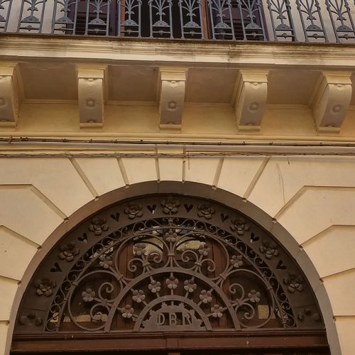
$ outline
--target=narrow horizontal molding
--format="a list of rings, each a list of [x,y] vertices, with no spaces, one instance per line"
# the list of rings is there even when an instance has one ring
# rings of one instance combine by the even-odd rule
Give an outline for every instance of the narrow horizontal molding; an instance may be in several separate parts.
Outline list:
○ ○ ○
Required task :: Rewrite the listing with each occurrence of "narrow horizontal molding" changed to "thin horizontal trim" and everything else kept the same. Leave the picture out of your answer.

Full response ::
$ outline
--target=thin horizontal trim
--format="a list of rings, each a list of [x,y] vertices, with no spaces, one instance per line"
# the list of rings is there even when an instance has one ring
# rings of one instance combine by the even-odd rule
Give an outline for every instance of the thin horizontal trim; an instance may be in several separate parts.
Outline list:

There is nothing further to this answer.